### DIRECTIVE
Rewrite the items from the line containing "Mark every instance of the player in black" through the last line of the items, both included. Swap "jacket" for "coat" and leave everything else unchanged.

### Object position labeling items
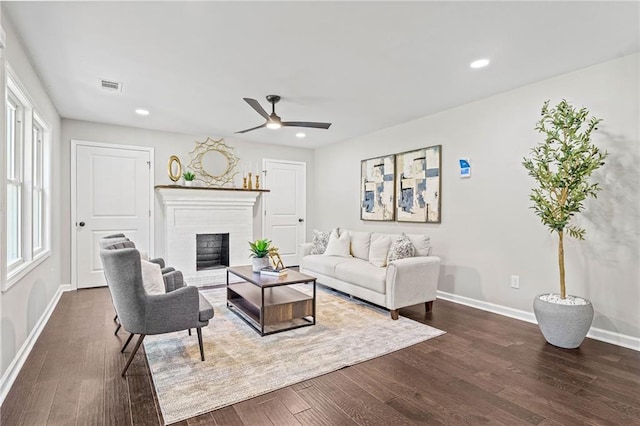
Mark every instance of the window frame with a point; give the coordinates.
(30, 182)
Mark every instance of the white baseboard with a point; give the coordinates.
(14, 368)
(606, 336)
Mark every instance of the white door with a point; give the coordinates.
(285, 207)
(113, 194)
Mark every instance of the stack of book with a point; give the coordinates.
(273, 272)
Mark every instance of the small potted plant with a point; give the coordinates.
(188, 178)
(561, 165)
(260, 254)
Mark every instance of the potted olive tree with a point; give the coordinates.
(562, 165)
(260, 253)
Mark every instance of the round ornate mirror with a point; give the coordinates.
(174, 168)
(213, 162)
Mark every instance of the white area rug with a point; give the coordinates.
(241, 365)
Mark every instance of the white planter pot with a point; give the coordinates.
(258, 263)
(564, 326)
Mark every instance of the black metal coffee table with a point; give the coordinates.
(268, 303)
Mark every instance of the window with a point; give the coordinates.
(37, 191)
(14, 181)
(27, 163)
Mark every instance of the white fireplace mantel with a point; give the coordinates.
(192, 211)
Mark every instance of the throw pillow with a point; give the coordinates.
(152, 277)
(319, 242)
(338, 244)
(379, 249)
(401, 248)
(421, 243)
(360, 244)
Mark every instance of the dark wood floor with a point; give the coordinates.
(486, 369)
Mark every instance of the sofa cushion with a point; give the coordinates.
(321, 264)
(422, 244)
(338, 244)
(379, 248)
(400, 248)
(319, 242)
(363, 274)
(360, 244)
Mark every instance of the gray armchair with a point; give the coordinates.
(144, 314)
(168, 274)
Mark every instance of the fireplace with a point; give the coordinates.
(212, 251)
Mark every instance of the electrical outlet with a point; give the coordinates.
(515, 281)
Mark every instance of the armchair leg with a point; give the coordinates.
(199, 330)
(428, 306)
(138, 343)
(127, 342)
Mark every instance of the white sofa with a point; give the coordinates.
(400, 283)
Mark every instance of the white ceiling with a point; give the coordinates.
(363, 66)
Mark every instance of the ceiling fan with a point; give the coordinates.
(274, 121)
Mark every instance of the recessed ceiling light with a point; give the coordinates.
(479, 63)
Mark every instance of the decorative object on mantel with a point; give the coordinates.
(561, 165)
(188, 178)
(247, 181)
(260, 254)
(418, 185)
(377, 188)
(174, 168)
(214, 162)
(208, 188)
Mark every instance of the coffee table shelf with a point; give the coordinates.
(268, 304)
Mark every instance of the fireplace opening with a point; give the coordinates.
(212, 251)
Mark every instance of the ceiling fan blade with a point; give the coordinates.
(255, 105)
(306, 124)
(253, 128)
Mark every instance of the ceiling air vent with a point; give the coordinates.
(112, 86)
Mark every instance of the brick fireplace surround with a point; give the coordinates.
(192, 211)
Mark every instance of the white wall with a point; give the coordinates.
(488, 231)
(165, 144)
(25, 302)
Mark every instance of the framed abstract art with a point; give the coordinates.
(377, 186)
(418, 185)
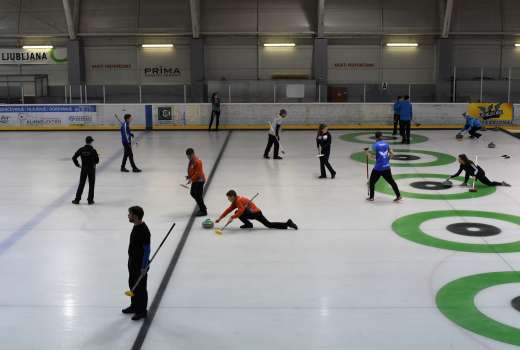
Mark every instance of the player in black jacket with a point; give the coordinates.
(324, 141)
(89, 160)
(472, 169)
(138, 260)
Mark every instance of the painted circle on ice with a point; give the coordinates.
(473, 229)
(385, 137)
(383, 187)
(409, 227)
(429, 185)
(405, 157)
(409, 155)
(365, 137)
(456, 300)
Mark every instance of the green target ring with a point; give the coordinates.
(385, 188)
(441, 158)
(355, 137)
(409, 227)
(456, 300)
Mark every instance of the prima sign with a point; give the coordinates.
(160, 71)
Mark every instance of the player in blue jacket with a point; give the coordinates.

### WRITTEN SOLUTION
Mark every instance of the player in black coat with a point; give the coordinates.
(324, 141)
(89, 160)
(472, 169)
(138, 260)
Mark every instance of the painted circle on ice with a point; give the coordinates.
(473, 229)
(385, 137)
(383, 187)
(409, 227)
(429, 185)
(405, 157)
(409, 155)
(365, 137)
(456, 300)
Mark every instance of the green target ring with a point; give the coordinates.
(385, 188)
(441, 158)
(355, 137)
(409, 227)
(456, 300)
Mark every instance of the prima sign with a point; give the coordinates.
(160, 71)
Mark every instance of the player in blue coat with a point; give the coordinates.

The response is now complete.